Provided material:

========

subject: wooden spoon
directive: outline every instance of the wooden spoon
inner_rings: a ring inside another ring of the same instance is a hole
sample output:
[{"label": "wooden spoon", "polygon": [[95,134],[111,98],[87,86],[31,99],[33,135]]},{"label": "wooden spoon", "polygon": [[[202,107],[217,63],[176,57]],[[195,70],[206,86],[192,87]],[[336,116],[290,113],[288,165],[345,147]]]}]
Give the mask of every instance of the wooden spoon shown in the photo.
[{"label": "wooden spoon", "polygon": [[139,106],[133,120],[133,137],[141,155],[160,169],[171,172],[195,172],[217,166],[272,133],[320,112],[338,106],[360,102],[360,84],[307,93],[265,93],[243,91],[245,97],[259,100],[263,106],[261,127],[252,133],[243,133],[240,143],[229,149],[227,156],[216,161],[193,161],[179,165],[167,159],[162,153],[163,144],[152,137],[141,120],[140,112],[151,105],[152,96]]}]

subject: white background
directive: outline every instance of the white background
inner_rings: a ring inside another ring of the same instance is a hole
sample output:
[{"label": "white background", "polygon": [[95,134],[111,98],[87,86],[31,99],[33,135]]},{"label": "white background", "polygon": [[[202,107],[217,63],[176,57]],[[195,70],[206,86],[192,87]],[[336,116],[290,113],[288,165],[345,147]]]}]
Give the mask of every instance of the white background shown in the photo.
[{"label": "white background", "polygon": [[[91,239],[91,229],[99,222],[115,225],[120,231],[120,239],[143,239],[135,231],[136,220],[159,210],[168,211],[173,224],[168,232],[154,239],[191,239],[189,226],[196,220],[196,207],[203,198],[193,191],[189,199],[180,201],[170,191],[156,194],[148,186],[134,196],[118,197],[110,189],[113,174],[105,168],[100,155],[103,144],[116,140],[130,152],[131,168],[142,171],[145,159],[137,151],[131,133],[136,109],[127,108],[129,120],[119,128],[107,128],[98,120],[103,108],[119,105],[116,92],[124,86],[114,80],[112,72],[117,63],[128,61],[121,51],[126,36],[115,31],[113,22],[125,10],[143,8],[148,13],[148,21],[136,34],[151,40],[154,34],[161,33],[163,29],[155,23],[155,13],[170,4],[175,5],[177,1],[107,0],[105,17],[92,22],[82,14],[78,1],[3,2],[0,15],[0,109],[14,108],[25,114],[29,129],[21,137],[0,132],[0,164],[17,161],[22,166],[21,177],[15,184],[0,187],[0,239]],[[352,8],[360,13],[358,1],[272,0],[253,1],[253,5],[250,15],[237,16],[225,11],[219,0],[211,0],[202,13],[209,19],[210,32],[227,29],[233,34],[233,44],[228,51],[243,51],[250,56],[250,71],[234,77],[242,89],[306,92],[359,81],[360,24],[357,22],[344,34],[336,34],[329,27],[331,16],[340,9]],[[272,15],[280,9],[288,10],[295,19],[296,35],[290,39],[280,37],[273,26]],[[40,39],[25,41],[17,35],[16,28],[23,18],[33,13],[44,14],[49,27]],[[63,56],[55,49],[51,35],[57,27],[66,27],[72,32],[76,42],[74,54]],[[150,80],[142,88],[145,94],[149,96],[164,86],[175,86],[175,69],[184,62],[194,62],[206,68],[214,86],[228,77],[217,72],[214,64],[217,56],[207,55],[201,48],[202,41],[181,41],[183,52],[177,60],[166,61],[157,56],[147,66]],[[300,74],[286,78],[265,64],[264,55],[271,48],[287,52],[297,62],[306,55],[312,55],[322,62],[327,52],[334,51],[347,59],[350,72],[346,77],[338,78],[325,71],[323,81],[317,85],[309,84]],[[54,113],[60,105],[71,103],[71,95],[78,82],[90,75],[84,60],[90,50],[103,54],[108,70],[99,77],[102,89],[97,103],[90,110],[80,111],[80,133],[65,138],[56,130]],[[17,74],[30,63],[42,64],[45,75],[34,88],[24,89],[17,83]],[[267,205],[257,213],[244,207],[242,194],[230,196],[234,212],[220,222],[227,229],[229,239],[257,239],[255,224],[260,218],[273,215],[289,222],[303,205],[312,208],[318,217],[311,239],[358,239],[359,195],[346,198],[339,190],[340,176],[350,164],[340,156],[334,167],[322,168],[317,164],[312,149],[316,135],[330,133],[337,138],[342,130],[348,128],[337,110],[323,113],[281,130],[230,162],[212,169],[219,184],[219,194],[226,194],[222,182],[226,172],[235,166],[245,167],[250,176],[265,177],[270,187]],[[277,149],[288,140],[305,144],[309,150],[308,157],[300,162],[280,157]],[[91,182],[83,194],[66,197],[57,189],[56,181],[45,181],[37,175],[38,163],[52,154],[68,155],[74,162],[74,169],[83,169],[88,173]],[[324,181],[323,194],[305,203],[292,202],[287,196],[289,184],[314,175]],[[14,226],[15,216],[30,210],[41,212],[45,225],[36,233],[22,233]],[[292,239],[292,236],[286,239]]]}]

========

Requirement: Rewrite the lines above with "directive" changed to "instruction" everywhere it occurs. Leave everything else as it is.

Task answer:
subject: wooden spoon
instruction: outline every instance of the wooden spoon
inner_rings: a ring inside another ring of the same instance is a hole
sample output:
[{"label": "wooden spoon", "polygon": [[95,134],[111,98],[87,86],[31,99],[33,135]]},{"label": "wooden spoon", "polygon": [[[202,107],[217,63],[176,57]],[[195,70],[206,86],[192,87]],[[336,116],[290,113],[288,165],[345,147]]]}]
Give the mask of every instance of the wooden spoon shown in the photo.
[{"label": "wooden spoon", "polygon": [[139,106],[133,120],[133,137],[141,155],[160,169],[171,172],[195,172],[217,166],[272,133],[320,112],[338,106],[360,102],[360,84],[307,93],[265,93],[243,91],[245,97],[259,100],[263,106],[261,127],[252,133],[243,133],[240,143],[229,149],[227,156],[216,161],[193,161],[179,165],[167,159],[162,153],[163,144],[152,137],[141,120],[140,112],[151,105],[152,96]]}]

subject: white background
instruction: outline every instance of the white background
inner_rings: a ring inside another ring of the same instance is a hole
sample output:
[{"label": "white background", "polygon": [[95,134],[111,98],[87,86],[31,99],[33,135]]},{"label": "white background", "polygon": [[[202,107],[217,63],[176,57]],[[195,70],[206,86],[192,87]],[[336,116],[290,113],[288,165],[345,147]]]}]
Give the mask of every instance of the white background shown in the photo.
[{"label": "white background", "polygon": [[[91,239],[91,229],[99,222],[115,225],[120,231],[120,239],[143,239],[135,231],[136,220],[159,210],[168,211],[173,224],[168,232],[154,239],[191,239],[189,226],[196,220],[196,207],[203,198],[193,191],[189,199],[180,201],[170,191],[156,194],[148,186],[134,196],[118,197],[110,189],[113,174],[105,168],[100,155],[103,144],[116,140],[130,152],[131,168],[142,171],[145,159],[137,151],[131,133],[136,109],[127,108],[129,120],[119,128],[107,128],[98,120],[103,108],[119,105],[116,92],[124,86],[114,80],[112,72],[117,63],[128,61],[121,51],[126,36],[115,31],[113,22],[125,10],[143,8],[148,13],[148,21],[136,34],[151,40],[154,34],[161,33],[163,29],[155,23],[155,13],[170,4],[175,5],[177,1],[107,0],[105,17],[92,22],[82,14],[78,1],[3,2],[0,15],[0,109],[14,108],[25,114],[29,129],[21,137],[0,132],[0,164],[17,161],[22,166],[21,177],[15,184],[0,187],[0,239]],[[352,8],[360,13],[358,1],[272,0],[253,1],[253,5],[250,15],[237,16],[225,11],[219,0],[211,0],[202,13],[209,19],[210,32],[227,29],[233,34],[233,44],[228,51],[243,51],[250,56],[250,71],[234,77],[242,89],[306,92],[359,81],[360,24],[357,22],[344,34],[336,34],[329,27],[331,16],[340,9]],[[272,15],[280,9],[288,10],[295,19],[296,35],[290,39],[280,37],[273,26]],[[40,39],[25,41],[17,35],[16,28],[23,18],[33,13],[44,14],[49,27]],[[63,56],[55,49],[51,35],[57,27],[66,27],[72,32],[76,42],[74,54]],[[150,80],[142,88],[145,94],[149,96],[164,86],[175,86],[175,69],[184,62],[194,62],[206,68],[214,86],[228,77],[217,72],[214,64],[217,56],[207,55],[201,48],[202,41],[181,41],[183,52],[177,60],[166,61],[157,56],[147,66]],[[300,74],[286,78],[265,64],[264,55],[271,48],[287,52],[297,62],[306,55],[312,55],[322,62],[327,52],[334,51],[347,59],[350,72],[346,77],[338,78],[325,71],[323,81],[317,85],[309,84]],[[54,113],[60,105],[71,103],[71,95],[78,82],[90,75],[84,60],[90,50],[103,54],[108,70],[99,77],[102,89],[97,103],[90,110],[80,111],[80,133],[65,138],[56,130]],[[17,74],[30,63],[42,64],[45,75],[34,88],[24,89],[17,83]],[[267,205],[257,213],[244,207],[242,194],[230,196],[234,212],[220,222],[227,229],[229,239],[257,239],[255,224],[260,218],[273,215],[289,222],[303,205],[312,208],[318,217],[311,239],[358,239],[359,195],[346,198],[339,190],[340,176],[350,164],[340,156],[334,167],[322,168],[317,164],[312,149],[316,135],[330,133],[337,138],[342,130],[348,128],[337,110],[323,113],[281,130],[230,162],[212,169],[219,184],[219,194],[226,194],[222,182],[226,172],[235,166],[245,167],[250,176],[265,177],[270,187]],[[277,149],[288,140],[305,144],[309,150],[308,157],[300,162],[280,157]],[[91,182],[83,194],[66,197],[57,189],[56,181],[45,181],[37,175],[38,163],[52,154],[68,155],[74,162],[74,169],[83,169],[88,173]],[[324,181],[323,194],[305,203],[292,202],[287,196],[289,184],[314,175]],[[14,226],[15,216],[30,210],[41,212],[45,225],[36,233],[22,233]],[[292,239],[292,236],[286,239]]]}]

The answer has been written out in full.